EXERCISE MATERIAL:
· · · ·
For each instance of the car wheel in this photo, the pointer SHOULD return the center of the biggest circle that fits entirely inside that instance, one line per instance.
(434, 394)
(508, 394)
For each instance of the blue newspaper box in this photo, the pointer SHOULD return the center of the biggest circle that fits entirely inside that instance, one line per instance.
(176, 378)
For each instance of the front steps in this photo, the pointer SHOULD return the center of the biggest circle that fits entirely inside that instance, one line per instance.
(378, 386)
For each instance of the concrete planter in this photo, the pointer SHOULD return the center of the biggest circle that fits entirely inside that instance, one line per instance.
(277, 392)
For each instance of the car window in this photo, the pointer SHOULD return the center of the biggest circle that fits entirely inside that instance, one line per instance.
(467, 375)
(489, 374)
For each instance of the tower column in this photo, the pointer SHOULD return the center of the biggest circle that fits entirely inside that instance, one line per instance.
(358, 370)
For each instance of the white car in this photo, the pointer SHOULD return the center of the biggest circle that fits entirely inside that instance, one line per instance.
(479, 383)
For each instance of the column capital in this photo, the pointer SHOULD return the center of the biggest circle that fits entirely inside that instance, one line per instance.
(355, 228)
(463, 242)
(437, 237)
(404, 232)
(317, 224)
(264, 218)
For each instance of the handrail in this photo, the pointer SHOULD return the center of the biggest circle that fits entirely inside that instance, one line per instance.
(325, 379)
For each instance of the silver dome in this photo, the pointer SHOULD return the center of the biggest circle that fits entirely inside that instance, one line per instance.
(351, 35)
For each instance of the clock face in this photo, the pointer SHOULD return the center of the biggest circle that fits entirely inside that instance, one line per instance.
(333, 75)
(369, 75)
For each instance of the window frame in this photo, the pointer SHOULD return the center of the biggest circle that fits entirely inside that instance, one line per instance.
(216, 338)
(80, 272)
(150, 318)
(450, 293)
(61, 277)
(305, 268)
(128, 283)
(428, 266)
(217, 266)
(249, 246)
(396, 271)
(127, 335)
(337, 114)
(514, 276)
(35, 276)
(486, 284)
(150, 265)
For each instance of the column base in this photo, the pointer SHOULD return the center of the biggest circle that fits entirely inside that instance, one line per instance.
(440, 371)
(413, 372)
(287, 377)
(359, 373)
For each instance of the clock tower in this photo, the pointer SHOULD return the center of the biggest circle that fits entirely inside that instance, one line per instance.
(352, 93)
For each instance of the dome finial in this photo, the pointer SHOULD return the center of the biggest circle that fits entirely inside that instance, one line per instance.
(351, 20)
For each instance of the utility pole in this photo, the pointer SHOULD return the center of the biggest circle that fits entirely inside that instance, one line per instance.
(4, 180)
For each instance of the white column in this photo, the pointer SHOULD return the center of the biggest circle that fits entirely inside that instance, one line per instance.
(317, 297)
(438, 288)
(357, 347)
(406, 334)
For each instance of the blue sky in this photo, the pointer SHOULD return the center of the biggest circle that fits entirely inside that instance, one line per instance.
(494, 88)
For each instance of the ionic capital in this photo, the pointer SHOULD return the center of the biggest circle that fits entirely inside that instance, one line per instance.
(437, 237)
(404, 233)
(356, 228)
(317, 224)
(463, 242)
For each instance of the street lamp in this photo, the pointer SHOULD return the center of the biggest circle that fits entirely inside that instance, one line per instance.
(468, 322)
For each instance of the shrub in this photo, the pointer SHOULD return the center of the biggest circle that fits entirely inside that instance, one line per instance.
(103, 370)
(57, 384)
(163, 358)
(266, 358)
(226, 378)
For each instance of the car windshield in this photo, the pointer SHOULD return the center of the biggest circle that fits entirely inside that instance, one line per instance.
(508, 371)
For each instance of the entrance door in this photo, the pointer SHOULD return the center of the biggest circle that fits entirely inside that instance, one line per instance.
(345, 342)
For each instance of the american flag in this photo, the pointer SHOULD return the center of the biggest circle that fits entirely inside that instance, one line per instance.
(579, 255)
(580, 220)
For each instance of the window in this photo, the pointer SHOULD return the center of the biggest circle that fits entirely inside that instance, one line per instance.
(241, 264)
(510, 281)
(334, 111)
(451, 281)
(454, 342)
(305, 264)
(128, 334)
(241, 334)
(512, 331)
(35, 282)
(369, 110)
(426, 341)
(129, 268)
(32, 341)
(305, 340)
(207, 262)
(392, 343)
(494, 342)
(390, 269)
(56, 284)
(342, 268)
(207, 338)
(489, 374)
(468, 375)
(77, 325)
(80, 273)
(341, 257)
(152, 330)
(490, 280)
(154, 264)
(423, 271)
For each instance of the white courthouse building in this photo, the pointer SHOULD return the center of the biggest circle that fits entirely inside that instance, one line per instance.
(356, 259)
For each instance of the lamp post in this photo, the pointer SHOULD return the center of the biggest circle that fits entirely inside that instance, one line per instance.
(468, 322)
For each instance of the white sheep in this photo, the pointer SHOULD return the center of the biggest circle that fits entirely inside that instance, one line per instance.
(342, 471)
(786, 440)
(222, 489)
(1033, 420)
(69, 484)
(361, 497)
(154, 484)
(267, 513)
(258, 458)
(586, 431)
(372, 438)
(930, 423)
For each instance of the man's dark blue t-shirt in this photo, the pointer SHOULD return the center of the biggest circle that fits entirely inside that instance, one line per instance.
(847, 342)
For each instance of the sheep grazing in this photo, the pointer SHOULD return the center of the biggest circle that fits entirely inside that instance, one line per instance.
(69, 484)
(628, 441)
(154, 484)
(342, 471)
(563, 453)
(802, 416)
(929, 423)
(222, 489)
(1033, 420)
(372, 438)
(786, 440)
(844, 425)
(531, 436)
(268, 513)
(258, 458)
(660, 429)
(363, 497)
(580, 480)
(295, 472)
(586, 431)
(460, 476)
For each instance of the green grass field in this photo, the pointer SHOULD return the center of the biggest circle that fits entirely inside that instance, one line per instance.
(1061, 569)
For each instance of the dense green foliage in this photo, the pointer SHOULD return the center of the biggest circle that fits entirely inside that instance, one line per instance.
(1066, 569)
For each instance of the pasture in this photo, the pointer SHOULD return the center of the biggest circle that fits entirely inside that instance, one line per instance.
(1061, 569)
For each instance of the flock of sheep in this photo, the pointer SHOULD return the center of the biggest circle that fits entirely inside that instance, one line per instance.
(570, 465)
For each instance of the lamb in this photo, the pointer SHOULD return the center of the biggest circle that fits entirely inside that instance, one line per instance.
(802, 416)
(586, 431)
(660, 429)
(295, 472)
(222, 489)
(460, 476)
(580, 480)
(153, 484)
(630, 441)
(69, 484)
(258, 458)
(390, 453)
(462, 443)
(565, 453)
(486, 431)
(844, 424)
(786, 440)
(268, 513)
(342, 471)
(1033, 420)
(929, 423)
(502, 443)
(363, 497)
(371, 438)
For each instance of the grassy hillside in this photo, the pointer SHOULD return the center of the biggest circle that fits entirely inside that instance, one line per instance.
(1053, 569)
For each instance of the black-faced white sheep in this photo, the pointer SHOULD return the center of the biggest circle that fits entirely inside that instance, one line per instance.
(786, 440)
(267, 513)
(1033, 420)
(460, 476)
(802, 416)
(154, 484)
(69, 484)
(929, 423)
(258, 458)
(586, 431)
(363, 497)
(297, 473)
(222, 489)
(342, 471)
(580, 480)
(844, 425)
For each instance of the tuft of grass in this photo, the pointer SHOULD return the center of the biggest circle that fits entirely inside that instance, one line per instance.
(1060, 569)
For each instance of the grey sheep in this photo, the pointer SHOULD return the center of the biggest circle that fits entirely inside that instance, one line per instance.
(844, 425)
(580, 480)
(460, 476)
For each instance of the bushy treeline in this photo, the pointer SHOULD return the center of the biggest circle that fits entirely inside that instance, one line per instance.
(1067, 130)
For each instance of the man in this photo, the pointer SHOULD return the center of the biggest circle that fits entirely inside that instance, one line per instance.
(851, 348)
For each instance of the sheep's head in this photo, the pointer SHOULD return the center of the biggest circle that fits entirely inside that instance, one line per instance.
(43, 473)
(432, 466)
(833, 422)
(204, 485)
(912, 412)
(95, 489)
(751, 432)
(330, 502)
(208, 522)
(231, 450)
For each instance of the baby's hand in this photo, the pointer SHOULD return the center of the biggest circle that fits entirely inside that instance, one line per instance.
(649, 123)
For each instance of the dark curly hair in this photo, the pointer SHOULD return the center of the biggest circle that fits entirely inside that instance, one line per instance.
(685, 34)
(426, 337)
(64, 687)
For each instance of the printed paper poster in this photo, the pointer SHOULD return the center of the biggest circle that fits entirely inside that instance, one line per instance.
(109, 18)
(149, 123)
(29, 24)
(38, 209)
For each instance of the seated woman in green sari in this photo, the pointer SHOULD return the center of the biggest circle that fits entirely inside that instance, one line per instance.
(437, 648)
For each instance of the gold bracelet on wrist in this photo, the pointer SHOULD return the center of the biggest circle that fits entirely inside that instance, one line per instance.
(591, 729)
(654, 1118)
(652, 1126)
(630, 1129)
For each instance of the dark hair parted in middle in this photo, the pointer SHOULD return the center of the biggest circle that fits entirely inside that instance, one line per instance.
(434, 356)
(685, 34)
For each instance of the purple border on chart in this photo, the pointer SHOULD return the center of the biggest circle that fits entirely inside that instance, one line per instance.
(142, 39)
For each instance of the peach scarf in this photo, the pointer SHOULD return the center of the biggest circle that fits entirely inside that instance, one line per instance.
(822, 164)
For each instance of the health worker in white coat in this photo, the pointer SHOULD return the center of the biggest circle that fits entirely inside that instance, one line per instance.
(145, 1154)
· · · ·
WHAT IS NEEDED:
Nothing but the lines from the one containing "For each instance of the dark hair" to the end of the records above should appear, each copied exactly.

SOLVED PROBLEM:
For each instance of the dark hair parted in middle in this photo, the pointer SHOULD return the center of the biggest circle that fits entirely inside that instance, one line per instance.
(434, 356)
(685, 34)
For each instance of the purple border on chart in this photo, the pointer SHOULD return the center of the biggest circle that fits entirely inside that instance, one line per instance.
(142, 39)
For each instance of the peach scarf in this photo, the pointer SHOULD return the center of the biggest circle that fits entirely inside that instance, one line per instance.
(822, 164)
For each instance of the health worker in white coat in this photo, the pointer SHOULD return the center of the biggest circle that fits entirely inside that instance, one line per instance.
(145, 1154)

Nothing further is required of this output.